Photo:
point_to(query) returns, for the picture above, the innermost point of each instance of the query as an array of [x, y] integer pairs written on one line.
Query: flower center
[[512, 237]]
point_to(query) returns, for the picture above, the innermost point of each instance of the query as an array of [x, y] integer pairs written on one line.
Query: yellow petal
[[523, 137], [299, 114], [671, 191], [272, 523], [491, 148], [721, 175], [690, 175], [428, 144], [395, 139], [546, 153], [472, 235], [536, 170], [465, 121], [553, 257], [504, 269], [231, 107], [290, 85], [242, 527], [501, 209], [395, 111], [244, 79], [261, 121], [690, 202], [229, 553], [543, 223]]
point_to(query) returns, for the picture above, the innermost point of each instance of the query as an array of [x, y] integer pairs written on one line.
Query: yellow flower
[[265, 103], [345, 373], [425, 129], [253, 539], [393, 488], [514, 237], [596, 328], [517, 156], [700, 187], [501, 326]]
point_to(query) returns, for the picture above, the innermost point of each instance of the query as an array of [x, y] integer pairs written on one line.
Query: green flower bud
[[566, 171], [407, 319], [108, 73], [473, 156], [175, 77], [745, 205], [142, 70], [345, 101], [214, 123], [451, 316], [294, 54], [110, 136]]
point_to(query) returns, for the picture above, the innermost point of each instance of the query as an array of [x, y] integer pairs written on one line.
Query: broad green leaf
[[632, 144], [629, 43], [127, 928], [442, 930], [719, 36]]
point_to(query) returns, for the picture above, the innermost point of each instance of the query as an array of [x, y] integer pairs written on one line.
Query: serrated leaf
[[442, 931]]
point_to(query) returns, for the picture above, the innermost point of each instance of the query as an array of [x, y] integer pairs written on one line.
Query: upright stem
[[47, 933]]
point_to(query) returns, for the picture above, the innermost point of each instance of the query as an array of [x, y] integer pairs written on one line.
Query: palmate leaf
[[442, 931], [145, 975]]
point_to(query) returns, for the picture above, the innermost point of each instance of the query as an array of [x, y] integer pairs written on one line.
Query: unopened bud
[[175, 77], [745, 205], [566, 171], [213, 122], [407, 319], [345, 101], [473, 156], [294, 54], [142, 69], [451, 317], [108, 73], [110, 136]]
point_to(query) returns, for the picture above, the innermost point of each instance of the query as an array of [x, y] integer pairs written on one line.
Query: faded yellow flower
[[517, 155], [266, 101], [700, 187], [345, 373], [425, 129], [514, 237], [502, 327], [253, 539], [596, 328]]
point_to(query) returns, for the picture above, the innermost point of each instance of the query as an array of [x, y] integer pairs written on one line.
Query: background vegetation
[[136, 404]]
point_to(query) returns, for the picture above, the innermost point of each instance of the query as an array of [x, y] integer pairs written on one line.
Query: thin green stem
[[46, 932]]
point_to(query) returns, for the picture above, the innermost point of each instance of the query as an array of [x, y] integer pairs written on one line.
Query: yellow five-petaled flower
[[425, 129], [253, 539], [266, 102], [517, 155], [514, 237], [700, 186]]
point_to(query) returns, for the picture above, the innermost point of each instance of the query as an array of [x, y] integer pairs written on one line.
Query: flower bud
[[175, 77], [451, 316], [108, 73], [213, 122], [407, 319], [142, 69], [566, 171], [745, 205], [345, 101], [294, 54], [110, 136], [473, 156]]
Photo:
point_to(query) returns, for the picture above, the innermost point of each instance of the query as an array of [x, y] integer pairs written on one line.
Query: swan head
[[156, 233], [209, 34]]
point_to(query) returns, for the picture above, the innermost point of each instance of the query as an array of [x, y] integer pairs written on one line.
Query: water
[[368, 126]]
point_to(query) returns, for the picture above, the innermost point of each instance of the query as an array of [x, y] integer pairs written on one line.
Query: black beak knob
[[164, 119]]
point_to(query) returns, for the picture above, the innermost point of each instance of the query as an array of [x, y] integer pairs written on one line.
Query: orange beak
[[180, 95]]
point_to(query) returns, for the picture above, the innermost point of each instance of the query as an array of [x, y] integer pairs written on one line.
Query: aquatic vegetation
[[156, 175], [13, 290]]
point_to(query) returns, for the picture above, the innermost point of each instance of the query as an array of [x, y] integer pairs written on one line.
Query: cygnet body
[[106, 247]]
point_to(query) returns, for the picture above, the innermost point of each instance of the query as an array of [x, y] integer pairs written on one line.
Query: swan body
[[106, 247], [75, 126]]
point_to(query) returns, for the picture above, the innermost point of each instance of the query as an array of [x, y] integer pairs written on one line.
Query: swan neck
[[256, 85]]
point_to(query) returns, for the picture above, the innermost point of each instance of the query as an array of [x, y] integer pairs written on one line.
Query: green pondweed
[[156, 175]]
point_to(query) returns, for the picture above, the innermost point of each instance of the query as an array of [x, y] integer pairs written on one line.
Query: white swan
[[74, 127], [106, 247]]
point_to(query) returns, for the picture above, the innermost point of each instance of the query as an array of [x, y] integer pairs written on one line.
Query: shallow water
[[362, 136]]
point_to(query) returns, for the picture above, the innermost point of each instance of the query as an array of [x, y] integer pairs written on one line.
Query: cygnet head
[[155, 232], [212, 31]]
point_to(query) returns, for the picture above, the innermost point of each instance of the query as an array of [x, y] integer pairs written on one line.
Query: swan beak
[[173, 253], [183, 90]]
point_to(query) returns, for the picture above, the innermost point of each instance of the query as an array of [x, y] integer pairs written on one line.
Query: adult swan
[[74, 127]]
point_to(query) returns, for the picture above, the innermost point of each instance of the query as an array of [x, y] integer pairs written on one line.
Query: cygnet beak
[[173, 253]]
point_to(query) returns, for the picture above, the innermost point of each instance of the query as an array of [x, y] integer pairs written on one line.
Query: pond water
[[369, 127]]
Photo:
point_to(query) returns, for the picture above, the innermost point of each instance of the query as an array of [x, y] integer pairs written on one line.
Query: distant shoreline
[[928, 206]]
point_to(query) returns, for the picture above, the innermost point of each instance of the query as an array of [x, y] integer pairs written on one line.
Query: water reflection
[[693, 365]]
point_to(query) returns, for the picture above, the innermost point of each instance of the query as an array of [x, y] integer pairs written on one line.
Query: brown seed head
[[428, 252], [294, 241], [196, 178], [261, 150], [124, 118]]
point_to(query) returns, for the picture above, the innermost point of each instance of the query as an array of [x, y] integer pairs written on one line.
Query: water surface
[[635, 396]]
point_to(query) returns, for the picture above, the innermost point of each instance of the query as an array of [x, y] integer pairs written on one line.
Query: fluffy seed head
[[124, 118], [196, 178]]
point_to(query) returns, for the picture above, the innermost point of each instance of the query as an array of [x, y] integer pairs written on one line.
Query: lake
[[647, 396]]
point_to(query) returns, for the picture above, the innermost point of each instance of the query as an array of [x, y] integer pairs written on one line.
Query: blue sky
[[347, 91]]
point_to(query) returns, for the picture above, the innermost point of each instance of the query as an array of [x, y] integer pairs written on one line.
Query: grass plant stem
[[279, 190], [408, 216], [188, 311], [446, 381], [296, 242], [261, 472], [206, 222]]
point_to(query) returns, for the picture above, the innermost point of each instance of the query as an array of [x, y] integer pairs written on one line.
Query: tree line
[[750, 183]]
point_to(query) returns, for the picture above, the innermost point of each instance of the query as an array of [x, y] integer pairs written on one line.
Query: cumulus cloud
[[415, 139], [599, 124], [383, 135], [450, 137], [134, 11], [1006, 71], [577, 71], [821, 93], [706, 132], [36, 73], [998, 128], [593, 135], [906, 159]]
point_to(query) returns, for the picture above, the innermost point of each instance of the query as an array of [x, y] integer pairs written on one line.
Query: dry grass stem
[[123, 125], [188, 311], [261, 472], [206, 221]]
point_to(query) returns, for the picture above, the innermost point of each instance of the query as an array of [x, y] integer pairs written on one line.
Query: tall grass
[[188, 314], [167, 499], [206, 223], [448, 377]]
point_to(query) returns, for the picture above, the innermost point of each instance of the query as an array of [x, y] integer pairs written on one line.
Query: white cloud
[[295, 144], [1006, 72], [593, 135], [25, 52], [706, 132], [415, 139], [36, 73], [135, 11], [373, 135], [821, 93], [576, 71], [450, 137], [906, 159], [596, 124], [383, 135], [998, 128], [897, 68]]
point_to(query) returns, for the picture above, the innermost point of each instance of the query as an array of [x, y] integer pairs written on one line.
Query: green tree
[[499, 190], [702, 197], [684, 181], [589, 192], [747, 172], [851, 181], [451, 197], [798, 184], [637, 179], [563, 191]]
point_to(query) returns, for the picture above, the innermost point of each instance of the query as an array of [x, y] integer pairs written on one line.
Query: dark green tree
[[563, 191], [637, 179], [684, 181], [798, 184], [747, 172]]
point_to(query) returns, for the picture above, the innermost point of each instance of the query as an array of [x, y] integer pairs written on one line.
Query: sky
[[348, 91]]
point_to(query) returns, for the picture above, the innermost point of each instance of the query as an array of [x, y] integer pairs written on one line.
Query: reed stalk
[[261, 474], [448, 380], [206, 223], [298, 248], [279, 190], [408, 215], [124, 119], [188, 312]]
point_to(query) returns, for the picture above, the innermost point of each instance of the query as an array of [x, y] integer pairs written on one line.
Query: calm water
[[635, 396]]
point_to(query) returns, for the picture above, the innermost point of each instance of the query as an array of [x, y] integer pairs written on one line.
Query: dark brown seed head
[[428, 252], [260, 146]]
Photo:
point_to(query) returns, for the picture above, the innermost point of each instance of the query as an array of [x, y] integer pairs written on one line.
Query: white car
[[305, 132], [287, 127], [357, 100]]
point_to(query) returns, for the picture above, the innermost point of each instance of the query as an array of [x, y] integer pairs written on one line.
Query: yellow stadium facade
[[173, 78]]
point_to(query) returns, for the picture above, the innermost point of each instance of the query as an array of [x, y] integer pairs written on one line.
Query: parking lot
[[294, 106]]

※ ※ ※

# TASK PROMPT
Gather each line of the listing above that contains the word "leaf".

# REPLY
Query: broad green leaf
Query: serrated leaf
Query: palmate leaf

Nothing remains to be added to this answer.